== Text extract ==
Monday, May 11, 2015

Getting Primitive

I have a tendency to run with ideas. The current one is an Age of Heroes campaign outline for NOD, or maybe Bloody Basic ... or maybe both. I've been reading The Horse, the Wheel and Language by David W. Anthony, and it got me thinking about a stone age/copper age setting from before the movement of Proto-Indo-Europeans into Europe and India. Now, I'm not going to get into whether this theorized movement actually happened - I don't have the background in it, and frankly, when I'm inventing a fantasy world to play in, I don't care.

My current thinking is to set the game in approximately 3500 BC in Europe, the Near East and the adjacent regions. This means stone age technology, with a few advanced societies using copper weapons (which may have been ceremonial, but who cares.) Armor would be padded and leather, and probably no shields. Weapons include bows, javelins, spears, daggers, maces, clubs, and hand axes. Since most are made of stone or copper, the damage should be reduced from normal, which mitigates the lack of armor to some degree. Hey - it was a rough time to be alive.

I'm thinking I'll take metal weapon damage back two steps for stone, with a chance of breakage on a natural "1" - maybe a simple item saving throw. For copper weapons, take damage back one step, with a similar chance of item's being ruined on a natural "1" attack roll. For armor, I might draw on the post I wrote about fighting naked like the ancient Greek heroes were depicted doing in art.
===
== Data supplied ==
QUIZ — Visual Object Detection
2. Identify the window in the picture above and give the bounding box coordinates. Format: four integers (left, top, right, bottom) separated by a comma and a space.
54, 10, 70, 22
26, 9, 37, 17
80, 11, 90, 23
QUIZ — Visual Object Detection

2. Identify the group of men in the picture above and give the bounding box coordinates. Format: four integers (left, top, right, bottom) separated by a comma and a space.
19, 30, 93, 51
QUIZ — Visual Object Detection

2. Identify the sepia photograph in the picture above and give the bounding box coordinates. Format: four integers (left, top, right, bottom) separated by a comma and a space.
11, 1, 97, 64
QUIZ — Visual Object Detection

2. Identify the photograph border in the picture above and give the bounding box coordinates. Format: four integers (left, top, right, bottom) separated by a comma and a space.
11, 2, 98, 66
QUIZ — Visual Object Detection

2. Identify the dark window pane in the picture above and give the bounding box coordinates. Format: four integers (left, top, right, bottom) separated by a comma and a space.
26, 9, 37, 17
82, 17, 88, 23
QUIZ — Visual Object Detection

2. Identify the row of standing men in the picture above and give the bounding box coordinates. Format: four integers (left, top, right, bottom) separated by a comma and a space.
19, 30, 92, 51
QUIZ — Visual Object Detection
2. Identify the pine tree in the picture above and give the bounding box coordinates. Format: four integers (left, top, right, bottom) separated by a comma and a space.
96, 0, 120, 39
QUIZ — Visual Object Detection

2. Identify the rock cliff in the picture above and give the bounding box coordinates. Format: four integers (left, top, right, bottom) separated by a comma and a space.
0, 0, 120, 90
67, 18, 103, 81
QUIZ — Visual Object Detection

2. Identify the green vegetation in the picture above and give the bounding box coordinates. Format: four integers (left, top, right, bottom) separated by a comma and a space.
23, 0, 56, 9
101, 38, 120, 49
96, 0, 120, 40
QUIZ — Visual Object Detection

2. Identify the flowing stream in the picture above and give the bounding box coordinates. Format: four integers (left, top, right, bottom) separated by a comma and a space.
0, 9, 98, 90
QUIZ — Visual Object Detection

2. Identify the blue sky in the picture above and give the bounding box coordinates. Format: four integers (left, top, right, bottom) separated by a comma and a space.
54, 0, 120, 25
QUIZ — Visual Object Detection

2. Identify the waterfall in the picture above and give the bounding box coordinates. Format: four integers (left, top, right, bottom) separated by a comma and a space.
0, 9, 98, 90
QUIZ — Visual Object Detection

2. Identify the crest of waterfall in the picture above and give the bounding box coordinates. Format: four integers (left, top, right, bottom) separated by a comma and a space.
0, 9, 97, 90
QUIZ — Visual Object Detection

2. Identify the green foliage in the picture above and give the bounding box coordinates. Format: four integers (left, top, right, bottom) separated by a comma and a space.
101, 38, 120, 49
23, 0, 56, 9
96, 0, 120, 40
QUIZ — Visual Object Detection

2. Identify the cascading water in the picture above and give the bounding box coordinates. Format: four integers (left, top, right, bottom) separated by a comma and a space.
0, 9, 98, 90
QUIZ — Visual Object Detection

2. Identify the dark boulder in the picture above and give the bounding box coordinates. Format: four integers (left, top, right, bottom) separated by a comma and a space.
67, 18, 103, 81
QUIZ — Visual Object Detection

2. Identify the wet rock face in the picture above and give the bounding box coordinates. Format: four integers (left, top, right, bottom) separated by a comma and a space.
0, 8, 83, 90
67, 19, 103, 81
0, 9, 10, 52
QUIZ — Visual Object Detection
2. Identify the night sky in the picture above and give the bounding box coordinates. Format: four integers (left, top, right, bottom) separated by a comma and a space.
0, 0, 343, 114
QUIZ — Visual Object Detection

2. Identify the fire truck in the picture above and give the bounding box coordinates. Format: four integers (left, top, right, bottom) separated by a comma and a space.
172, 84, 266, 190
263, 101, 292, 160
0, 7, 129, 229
===
What is being asked
For each statement about the post on a stone age game setting, say yes or no depending on whether the post agrees, and quote its deciding words. (a) The game would be set around 3500 BC. (b) Stone weapons would have their damage taken back one step. (c) A copper weapon could be ruined on a natural "1" attack roll. The listing has no connection to the text.

Finished task
(a) Yes: "set the game in approximately 3500 BC in Europe, the Near East and the adjacent regions."
(b) No: "take metal weapon damage back two steps for stone."
(c) Yes: "with a similar chance of item's being ruined on a natural "1" attack roll."